Exercise inputs >>
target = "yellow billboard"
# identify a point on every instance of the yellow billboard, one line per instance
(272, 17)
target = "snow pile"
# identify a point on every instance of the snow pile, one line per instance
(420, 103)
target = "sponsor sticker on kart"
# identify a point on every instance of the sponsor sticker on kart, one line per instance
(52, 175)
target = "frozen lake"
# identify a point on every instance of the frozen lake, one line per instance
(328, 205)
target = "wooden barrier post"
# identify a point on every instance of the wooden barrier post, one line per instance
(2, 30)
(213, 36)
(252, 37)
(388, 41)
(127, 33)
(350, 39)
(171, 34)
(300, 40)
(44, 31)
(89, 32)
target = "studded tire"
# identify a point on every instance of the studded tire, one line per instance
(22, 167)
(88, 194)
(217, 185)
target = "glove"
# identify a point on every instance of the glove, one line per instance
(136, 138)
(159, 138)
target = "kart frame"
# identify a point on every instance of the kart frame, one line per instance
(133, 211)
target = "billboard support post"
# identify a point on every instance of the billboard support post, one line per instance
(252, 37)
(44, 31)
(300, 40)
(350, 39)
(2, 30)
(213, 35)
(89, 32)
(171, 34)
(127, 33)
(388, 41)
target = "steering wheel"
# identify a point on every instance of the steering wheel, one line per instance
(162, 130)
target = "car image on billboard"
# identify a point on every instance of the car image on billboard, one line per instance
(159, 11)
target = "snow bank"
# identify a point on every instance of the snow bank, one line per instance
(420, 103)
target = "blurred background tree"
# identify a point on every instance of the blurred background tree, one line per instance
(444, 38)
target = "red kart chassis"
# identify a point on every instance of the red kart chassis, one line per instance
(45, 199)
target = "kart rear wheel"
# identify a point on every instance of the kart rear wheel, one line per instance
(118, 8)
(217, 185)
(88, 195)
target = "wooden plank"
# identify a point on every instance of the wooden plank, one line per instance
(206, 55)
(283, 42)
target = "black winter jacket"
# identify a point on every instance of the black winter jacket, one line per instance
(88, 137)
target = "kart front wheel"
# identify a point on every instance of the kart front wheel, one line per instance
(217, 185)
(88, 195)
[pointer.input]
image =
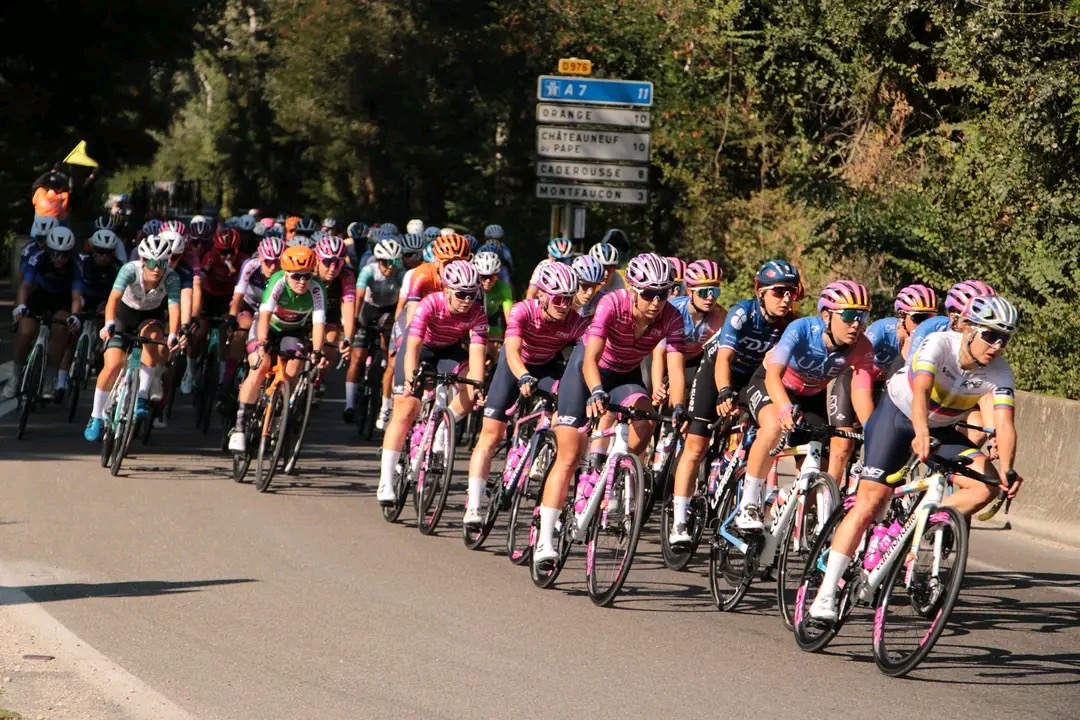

What to do >> Reproduce the material exactly. Pictures stay out.

Exercise output >>
target = "yellow billboard"
# identify a point on every instance of the yellow billboard, one line per instance
(272, 17)
target = "snow pile"
# identify a point on every instance of the snow pile, one line per instance
(420, 103)
target = "sponsor sticker on kart"
# identify a point on every instance of the sponsor sticker on kart, one line per instance
(52, 175)
target = "frozen lake"
# identify a point on every instance of the frozen lake, one line per instance
(328, 205)
target = "wooden barrier post"
# identify a point on every instance of the wooden barrier post, one line per instance
(2, 30)
(213, 36)
(252, 37)
(388, 41)
(127, 33)
(350, 39)
(171, 34)
(300, 40)
(44, 31)
(89, 32)
target = "studded tire"
# identify a point on every instance of the studded tire, one line per instance
(22, 167)
(88, 194)
(217, 185)
target = "glove"
# identify a point on every instance of the glove, one line per instance
(136, 138)
(159, 138)
target = "kart frame"
# identify a point on every instance of the kart frame, one line per instance
(133, 211)
target = "billboard support post"
# identify a point on every instance of the billboard support post, one line per instance
(252, 37)
(44, 31)
(300, 40)
(350, 39)
(2, 30)
(213, 35)
(89, 32)
(171, 34)
(127, 33)
(388, 41)
target = "steering wheel"
# identify a point on every instance of the steering wheel, one line per instance
(162, 130)
target = "car image on billboard"
# identify a point on every instance of the car image on billboard, one line per instance
(159, 11)
target = "snow bank"
# identify a point on every instance of the snow bank, one line per instance
(420, 103)
target = "blurred background tree"
# identify a point on every instance of the blurred background tree, one line per instance
(444, 38)
target = "red kart chassis"
# identify a point on every instance of the red kart chassis, one line per instance
(45, 199)
target = "kart rear wheel"
# identify a point on every instance of the kart rear wheel, one line per instance
(118, 8)
(217, 185)
(88, 195)
target = "wooden plank"
# identify a point on every instance of the wooden plank, one line per instance
(206, 55)
(283, 42)
target = "black winter jacket"
# identify a point on every instance of the black winter jacket, one line per instance
(88, 137)
target = "kart front wheel"
# identify a point on every instance of the kart front wheel, one line per instance
(217, 185)
(88, 195)
[pointer.input]
image =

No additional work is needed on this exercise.